Work to complete: Give back only the lines in the records below from the one with "of the cream" to the one with "shirt collar, then", both inclusive, word for word.

....................

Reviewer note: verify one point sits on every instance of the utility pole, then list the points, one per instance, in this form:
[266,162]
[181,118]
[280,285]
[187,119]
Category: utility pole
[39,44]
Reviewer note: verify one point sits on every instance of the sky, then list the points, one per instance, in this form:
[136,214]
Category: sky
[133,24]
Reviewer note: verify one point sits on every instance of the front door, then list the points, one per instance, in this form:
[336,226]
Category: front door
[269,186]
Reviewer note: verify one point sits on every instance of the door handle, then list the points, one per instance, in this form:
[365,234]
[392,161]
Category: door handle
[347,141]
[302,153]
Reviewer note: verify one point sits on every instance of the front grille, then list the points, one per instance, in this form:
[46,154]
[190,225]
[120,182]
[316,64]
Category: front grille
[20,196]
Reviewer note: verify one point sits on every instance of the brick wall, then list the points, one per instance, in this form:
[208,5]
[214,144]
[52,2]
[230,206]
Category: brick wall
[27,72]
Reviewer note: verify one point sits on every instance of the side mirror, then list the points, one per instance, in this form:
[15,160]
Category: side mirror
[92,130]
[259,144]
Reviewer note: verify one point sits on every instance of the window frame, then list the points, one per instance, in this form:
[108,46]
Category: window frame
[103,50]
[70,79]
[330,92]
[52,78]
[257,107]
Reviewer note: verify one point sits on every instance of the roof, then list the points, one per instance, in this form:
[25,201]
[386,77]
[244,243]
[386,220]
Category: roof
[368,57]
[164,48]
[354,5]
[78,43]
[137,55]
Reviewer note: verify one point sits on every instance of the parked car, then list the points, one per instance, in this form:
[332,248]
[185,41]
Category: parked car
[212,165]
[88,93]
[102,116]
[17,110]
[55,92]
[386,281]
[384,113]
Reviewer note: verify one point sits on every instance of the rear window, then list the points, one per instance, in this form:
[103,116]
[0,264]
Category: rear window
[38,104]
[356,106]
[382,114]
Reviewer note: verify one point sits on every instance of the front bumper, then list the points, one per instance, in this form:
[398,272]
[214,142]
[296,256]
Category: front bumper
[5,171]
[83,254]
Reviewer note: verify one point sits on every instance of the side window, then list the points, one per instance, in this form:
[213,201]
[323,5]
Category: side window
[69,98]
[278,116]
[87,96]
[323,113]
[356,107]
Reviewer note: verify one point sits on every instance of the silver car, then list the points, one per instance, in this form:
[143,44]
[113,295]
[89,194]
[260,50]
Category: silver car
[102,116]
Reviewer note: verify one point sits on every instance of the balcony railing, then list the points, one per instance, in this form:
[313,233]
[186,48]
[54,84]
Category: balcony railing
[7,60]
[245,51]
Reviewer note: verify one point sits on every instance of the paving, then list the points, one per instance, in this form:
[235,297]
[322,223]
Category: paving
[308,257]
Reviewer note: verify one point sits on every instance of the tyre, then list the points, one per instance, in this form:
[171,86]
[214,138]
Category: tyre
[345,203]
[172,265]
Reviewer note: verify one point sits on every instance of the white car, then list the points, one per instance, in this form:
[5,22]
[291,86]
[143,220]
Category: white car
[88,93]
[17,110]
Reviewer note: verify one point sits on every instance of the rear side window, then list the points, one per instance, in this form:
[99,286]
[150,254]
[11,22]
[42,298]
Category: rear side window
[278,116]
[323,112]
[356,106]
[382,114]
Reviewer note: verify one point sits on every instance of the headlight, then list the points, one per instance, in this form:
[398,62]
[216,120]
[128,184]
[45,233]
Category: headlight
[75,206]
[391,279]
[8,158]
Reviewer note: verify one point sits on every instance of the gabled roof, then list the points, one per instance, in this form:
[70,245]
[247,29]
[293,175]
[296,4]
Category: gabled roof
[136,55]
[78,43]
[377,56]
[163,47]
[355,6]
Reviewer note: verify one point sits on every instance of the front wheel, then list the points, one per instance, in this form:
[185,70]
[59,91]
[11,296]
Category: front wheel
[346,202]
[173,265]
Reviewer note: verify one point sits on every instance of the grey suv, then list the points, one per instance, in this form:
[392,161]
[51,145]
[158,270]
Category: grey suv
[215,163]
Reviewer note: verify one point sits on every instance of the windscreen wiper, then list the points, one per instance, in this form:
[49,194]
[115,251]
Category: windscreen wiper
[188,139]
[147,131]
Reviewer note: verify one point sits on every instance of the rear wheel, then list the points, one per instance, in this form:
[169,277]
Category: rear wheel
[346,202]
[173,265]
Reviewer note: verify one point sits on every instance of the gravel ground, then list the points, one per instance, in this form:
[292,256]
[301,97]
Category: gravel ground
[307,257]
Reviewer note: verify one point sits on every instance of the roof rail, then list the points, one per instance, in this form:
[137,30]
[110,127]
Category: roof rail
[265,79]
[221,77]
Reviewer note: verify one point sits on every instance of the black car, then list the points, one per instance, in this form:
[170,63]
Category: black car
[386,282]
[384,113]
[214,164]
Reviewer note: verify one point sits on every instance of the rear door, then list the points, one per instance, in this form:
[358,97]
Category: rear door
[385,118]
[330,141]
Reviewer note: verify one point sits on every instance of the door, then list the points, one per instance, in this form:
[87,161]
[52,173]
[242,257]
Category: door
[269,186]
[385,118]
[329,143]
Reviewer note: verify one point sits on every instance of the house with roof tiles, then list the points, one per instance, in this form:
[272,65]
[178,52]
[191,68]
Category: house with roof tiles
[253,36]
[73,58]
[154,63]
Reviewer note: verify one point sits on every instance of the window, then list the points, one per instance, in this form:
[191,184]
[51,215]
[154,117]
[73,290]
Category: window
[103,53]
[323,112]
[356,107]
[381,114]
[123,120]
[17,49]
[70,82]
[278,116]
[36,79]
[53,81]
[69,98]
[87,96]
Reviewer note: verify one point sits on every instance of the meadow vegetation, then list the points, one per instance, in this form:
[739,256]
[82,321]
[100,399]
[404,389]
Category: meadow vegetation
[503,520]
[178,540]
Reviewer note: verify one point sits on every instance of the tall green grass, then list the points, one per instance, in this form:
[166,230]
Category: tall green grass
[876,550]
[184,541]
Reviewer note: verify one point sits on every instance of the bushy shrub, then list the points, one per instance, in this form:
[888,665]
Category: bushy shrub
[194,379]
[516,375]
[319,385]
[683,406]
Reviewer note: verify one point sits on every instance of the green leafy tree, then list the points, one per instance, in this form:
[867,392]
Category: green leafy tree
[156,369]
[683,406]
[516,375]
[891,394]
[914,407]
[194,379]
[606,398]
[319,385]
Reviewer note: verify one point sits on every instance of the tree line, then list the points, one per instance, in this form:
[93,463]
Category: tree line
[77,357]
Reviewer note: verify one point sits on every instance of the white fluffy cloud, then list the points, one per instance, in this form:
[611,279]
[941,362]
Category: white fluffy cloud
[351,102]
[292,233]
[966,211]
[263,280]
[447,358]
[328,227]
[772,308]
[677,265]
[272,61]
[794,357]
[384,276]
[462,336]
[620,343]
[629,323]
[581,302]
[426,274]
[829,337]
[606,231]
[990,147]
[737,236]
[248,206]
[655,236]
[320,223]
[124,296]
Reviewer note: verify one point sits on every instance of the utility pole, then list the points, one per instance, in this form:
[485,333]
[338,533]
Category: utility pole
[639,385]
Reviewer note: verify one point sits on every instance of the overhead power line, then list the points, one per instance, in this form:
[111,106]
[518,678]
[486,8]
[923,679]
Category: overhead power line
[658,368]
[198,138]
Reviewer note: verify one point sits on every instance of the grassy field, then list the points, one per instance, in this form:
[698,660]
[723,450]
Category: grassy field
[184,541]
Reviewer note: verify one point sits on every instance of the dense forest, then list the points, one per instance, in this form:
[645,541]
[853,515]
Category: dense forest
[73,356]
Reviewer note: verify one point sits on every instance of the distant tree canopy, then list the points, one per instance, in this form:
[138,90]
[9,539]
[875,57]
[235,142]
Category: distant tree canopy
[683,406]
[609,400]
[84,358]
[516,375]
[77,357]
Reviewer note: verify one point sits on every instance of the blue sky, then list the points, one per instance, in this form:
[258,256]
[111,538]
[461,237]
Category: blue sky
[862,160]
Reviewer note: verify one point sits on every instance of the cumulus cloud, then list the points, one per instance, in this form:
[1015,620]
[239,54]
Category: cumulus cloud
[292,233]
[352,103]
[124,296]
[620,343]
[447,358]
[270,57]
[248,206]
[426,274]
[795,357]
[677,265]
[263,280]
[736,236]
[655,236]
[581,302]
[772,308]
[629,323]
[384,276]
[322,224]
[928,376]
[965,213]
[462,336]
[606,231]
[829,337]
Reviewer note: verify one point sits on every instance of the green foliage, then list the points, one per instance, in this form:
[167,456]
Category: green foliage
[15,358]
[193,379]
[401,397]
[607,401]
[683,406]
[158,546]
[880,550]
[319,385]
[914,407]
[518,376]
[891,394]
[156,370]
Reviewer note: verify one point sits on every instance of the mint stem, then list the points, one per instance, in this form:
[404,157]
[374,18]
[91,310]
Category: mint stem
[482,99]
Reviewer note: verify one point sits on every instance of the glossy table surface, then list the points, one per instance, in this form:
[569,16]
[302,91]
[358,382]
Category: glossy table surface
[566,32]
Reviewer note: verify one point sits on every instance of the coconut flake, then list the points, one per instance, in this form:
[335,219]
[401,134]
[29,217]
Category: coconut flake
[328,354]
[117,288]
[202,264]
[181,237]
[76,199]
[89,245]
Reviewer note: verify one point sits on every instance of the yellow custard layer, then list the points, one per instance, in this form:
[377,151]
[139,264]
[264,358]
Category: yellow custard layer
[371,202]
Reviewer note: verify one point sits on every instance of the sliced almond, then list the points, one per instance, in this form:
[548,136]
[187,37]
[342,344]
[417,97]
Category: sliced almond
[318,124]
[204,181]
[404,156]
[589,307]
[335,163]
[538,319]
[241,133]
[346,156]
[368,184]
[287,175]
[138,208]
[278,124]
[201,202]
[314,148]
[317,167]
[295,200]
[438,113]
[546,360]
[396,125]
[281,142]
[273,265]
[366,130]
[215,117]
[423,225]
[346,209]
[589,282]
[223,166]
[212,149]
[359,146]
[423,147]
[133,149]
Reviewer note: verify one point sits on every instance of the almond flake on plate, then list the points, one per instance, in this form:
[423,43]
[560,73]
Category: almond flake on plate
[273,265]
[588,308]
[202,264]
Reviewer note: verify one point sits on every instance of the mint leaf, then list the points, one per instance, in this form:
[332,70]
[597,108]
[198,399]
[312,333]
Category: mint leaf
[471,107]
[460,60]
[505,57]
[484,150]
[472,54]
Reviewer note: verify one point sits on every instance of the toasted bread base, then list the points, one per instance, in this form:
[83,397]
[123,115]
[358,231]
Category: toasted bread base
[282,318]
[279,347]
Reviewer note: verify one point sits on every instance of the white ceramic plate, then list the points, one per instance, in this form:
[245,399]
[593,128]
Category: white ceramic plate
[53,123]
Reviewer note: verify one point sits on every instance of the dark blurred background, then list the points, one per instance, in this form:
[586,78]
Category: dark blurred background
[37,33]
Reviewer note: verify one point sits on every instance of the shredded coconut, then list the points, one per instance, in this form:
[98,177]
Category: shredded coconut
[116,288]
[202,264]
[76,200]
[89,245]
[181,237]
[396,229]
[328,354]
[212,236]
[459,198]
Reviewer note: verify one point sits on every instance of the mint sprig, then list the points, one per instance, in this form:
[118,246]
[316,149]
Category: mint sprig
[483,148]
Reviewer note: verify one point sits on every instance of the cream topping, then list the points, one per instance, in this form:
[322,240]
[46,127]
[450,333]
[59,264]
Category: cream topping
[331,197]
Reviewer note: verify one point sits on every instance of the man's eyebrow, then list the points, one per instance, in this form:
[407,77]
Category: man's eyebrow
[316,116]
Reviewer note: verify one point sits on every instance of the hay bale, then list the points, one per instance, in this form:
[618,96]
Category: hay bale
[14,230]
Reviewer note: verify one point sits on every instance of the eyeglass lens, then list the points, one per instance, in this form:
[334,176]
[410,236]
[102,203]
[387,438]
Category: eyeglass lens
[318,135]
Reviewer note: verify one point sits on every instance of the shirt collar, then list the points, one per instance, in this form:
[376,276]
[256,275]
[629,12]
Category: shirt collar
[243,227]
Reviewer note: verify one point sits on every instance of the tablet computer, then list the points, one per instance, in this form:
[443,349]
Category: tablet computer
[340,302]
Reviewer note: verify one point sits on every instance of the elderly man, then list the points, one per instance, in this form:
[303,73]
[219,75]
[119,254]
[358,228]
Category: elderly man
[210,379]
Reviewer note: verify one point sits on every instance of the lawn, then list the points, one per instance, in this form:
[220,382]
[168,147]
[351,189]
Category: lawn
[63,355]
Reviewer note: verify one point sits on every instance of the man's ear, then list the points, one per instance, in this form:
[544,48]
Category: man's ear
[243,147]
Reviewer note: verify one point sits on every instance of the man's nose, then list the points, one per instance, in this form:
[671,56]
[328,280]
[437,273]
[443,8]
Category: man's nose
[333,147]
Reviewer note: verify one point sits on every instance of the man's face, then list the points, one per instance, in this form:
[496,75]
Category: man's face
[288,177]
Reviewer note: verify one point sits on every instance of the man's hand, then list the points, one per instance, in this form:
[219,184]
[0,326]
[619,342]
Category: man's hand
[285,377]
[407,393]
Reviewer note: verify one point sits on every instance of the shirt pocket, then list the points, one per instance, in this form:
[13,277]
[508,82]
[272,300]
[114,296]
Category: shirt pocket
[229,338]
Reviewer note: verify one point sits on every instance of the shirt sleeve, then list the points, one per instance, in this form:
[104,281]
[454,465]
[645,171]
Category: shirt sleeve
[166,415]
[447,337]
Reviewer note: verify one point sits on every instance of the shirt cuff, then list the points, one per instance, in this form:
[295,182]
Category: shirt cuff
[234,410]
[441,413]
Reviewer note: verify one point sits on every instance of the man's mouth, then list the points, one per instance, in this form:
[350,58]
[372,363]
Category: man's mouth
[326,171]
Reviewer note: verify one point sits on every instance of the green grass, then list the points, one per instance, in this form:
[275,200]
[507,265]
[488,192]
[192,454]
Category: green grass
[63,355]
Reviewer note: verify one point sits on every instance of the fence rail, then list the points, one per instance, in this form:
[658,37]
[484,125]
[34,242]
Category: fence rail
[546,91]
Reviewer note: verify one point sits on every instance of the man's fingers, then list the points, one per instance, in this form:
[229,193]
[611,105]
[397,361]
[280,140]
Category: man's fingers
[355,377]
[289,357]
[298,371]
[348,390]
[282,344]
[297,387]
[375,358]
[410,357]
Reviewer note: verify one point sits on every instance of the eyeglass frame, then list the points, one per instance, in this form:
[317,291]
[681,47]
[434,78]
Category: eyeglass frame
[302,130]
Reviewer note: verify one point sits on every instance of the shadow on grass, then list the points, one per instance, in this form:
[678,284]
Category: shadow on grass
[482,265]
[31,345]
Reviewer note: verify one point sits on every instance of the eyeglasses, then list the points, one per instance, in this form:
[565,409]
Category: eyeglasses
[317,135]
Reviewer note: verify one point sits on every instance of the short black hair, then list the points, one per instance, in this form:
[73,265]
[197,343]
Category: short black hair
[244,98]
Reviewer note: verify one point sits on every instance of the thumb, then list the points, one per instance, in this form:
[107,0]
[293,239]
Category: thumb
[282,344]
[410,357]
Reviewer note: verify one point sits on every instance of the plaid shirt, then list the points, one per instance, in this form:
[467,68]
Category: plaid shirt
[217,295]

....................

Task output:
Reviewer note: verify one point sits on every instance of the cream topping, then list the points, one per instance, in this form:
[322,240]
[46,127]
[450,333]
[59,264]
Category: cream topping
[331,197]
Reviewer note: verify one point sits on every instance of the man's eyebrow, then list the points, one per instance, in this form:
[407,77]
Category: man's eyebrow
[316,116]
Reviewer note: verify one point sits on every instance of the hay bale, then list the points, one per instance, in this form:
[618,96]
Category: hay bale
[14,230]
Reviewer note: verify one point sits on every instance of the eyeglass lens, then list the points, one per instance, in this form:
[334,176]
[410,236]
[102,203]
[387,438]
Category: eyeglass lens
[318,135]
Reviewer note: verify one point sits on every instance of the shirt collar, then list the points, one per instance, in this form:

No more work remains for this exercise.